§ EXERCISE GOAL:
If a line in the data below includes the string "yellow", please return a copy of it.

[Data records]

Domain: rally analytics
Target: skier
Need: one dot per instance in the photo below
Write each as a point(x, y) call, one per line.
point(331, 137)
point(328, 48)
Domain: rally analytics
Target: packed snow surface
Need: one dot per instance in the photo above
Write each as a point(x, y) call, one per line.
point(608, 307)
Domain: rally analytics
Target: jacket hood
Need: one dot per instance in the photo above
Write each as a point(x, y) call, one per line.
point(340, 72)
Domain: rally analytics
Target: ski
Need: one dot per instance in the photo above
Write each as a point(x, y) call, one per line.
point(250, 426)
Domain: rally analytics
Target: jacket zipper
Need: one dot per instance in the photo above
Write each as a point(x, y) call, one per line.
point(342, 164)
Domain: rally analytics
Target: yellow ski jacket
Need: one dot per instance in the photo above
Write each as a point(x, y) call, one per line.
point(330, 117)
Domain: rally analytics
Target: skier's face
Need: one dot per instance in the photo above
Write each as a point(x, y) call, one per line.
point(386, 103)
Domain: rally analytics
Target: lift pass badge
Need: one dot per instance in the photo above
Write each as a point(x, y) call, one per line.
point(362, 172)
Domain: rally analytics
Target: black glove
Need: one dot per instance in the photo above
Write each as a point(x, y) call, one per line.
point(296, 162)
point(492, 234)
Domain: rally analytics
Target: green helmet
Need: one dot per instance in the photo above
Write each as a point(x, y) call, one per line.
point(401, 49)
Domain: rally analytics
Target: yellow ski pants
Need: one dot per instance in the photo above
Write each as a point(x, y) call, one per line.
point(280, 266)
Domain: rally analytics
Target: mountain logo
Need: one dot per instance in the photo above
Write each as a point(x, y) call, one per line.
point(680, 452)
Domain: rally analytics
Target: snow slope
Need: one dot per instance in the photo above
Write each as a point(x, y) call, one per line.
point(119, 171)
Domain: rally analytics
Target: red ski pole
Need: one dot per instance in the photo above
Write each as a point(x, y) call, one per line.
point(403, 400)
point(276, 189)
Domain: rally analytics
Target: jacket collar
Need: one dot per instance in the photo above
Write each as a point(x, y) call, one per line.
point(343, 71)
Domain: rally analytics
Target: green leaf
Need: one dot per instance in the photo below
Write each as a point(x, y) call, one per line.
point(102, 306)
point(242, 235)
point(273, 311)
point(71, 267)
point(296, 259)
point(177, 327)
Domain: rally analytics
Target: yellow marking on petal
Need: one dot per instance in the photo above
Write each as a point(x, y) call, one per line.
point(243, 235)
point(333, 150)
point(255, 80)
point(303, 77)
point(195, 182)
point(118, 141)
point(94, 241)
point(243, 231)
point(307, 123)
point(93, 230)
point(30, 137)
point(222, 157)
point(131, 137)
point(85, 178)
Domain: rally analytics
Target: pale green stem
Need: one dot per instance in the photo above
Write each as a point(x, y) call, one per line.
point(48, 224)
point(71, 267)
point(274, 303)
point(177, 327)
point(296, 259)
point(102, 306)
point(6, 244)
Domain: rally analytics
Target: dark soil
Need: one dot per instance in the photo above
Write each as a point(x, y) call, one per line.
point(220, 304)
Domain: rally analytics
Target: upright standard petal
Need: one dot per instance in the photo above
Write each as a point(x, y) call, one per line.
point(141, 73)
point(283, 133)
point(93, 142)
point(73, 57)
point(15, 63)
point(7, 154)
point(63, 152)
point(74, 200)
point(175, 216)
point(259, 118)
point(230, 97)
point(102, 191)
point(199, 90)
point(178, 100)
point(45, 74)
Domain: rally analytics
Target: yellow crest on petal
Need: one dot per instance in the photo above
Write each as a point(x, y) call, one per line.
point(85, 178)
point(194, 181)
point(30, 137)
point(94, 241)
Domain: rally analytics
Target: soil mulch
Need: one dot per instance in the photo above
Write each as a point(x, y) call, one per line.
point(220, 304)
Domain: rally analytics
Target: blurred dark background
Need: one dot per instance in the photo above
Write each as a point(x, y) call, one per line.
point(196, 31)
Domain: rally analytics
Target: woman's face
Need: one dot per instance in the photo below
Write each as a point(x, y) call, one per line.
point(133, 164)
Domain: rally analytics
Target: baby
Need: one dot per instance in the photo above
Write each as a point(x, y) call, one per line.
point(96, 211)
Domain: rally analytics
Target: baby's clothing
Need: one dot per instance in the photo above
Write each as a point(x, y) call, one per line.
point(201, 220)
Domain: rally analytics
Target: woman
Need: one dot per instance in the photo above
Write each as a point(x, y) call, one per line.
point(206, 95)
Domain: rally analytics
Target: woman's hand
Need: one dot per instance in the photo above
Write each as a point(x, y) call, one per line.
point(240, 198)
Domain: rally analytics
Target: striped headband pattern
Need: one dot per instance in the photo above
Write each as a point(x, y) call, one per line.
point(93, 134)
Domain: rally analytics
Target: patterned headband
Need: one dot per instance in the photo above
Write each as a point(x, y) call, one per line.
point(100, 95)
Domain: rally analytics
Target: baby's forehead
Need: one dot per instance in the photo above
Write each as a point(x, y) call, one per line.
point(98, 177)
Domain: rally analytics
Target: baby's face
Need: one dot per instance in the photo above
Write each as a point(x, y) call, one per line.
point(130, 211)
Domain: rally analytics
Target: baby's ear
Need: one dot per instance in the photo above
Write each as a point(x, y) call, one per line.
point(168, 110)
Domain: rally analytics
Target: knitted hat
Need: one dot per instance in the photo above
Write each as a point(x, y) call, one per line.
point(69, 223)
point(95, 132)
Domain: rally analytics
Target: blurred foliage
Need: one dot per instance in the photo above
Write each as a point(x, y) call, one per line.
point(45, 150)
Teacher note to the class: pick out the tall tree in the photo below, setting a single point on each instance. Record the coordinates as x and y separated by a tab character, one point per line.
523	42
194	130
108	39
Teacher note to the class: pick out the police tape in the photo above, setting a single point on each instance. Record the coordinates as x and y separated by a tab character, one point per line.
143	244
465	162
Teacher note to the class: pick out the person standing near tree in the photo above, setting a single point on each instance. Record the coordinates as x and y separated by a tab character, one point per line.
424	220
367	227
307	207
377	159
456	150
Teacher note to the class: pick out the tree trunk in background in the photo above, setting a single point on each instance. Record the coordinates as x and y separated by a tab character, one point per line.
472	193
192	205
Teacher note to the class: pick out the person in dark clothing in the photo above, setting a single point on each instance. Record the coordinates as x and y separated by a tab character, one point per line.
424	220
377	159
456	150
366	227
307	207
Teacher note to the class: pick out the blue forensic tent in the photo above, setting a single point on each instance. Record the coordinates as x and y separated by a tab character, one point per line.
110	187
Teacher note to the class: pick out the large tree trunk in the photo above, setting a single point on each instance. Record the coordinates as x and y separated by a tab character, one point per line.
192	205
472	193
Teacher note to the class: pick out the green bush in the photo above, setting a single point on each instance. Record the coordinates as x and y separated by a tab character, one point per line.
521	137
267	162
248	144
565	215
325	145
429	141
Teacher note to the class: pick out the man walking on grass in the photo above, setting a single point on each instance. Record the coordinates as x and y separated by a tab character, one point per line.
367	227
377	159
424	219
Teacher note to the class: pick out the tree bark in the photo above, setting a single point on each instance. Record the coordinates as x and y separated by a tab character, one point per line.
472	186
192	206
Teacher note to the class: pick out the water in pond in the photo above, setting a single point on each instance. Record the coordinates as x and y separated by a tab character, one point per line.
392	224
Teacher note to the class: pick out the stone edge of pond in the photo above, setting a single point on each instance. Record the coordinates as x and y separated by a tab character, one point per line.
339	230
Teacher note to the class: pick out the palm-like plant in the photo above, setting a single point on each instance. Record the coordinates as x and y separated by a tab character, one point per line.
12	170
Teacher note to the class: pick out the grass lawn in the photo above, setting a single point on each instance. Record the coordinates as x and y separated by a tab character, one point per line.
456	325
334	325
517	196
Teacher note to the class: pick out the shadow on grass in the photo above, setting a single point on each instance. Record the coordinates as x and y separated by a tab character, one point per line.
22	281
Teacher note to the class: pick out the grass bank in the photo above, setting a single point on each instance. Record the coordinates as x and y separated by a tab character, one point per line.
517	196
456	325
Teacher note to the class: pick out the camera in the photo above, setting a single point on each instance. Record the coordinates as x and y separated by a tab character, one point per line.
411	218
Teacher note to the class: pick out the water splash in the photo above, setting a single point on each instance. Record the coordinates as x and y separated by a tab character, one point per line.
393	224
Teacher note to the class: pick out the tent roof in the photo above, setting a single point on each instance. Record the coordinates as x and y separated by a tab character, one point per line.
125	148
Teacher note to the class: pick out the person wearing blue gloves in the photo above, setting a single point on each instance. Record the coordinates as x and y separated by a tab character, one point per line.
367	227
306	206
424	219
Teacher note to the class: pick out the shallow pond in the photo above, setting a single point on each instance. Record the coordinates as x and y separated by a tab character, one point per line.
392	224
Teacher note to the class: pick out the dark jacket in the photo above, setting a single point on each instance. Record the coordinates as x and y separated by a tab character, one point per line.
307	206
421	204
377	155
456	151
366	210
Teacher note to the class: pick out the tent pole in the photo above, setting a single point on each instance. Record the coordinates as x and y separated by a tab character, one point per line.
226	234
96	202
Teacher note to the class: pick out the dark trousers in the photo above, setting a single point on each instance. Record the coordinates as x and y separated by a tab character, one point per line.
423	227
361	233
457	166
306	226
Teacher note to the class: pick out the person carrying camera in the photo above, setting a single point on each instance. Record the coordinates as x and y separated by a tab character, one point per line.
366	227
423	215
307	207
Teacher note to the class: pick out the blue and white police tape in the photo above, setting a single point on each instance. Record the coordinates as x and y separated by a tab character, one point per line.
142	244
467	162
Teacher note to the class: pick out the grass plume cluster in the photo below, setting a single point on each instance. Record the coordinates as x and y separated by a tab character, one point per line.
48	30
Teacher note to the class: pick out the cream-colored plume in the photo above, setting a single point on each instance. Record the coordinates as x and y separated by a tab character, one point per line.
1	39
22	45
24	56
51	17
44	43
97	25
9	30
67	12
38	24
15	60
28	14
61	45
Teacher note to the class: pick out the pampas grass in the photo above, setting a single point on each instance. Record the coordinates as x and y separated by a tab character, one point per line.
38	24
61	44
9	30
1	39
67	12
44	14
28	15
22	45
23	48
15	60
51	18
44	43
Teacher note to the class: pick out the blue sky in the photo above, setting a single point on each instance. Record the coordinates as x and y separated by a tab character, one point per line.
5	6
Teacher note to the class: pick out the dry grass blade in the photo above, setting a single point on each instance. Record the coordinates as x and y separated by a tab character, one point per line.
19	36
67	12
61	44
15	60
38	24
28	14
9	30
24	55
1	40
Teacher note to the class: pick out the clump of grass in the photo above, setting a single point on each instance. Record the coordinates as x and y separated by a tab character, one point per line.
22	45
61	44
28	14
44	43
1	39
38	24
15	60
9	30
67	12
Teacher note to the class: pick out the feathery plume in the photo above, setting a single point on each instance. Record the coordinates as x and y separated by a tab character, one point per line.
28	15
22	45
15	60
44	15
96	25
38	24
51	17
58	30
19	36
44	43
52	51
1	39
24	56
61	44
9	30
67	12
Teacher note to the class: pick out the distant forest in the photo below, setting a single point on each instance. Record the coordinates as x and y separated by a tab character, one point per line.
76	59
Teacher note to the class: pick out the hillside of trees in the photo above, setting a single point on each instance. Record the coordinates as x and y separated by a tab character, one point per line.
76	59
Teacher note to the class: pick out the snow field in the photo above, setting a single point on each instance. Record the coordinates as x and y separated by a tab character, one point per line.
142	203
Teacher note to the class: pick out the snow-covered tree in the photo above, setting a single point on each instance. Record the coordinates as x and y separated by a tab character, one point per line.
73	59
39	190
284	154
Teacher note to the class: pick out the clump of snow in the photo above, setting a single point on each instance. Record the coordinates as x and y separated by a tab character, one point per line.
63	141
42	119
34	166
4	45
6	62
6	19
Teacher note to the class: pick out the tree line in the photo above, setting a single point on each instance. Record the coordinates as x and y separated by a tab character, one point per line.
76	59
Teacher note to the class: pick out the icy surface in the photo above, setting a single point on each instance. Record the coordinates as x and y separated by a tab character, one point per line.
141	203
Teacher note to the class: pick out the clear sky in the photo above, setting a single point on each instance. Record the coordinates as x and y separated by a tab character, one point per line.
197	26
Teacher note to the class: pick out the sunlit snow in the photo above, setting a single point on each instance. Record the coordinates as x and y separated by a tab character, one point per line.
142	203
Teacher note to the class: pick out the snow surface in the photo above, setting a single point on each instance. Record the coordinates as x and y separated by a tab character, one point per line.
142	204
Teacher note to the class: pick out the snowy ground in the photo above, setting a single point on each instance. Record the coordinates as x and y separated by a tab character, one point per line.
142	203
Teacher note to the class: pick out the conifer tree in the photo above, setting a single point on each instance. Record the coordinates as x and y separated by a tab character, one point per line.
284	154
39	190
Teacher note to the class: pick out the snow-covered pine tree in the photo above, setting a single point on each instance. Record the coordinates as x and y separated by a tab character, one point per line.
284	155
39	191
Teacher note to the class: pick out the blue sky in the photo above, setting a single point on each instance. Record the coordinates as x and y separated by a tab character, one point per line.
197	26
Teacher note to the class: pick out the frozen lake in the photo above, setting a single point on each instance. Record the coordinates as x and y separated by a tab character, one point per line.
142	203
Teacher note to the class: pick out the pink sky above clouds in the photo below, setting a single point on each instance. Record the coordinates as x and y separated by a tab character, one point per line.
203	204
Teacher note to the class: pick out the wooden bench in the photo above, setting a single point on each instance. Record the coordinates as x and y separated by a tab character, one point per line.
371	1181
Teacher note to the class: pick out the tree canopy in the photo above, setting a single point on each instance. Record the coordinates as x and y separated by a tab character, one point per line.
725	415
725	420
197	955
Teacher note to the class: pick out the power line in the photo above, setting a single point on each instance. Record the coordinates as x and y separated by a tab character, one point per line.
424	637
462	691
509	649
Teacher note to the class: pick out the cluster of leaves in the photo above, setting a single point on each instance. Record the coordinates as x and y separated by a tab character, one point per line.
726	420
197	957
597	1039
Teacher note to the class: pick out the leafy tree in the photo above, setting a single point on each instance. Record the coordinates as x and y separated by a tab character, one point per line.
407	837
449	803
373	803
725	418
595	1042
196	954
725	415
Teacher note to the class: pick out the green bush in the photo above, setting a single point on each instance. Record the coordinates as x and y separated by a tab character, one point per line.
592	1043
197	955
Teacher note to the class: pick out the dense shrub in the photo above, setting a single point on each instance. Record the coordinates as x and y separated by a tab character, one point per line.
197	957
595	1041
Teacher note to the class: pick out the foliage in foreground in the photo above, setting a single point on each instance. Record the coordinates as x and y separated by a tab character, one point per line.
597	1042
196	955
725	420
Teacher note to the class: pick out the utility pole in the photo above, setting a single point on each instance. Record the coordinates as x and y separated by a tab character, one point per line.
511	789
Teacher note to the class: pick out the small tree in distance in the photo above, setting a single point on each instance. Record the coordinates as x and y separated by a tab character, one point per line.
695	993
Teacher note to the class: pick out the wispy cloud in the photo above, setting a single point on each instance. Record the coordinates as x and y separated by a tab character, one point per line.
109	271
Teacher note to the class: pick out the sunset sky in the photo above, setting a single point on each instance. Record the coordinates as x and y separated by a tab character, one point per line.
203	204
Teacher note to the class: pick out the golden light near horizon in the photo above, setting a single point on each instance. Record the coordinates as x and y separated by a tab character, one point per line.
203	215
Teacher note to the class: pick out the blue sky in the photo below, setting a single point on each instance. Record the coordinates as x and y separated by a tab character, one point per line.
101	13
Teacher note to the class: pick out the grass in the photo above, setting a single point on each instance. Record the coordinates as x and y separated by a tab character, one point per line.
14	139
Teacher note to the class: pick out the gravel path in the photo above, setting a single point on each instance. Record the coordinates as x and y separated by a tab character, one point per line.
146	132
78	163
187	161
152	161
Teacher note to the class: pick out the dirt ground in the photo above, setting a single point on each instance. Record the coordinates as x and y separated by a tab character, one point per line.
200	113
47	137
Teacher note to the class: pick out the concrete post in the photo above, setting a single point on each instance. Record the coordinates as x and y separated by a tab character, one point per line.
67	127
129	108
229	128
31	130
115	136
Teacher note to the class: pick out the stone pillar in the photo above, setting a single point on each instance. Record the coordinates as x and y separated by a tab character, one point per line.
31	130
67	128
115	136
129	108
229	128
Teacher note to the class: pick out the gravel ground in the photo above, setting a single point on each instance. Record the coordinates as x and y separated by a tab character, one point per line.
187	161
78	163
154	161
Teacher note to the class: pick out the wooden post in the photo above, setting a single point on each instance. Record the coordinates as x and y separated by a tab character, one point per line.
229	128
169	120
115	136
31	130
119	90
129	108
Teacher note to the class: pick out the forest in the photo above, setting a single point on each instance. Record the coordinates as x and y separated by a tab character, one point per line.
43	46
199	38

§ OUTPUT OF THE EXERCISE:
Target: yellow ski jacket
Target: yellow ski pants
Target: yellow marking on petal
Target: yellow crest on petal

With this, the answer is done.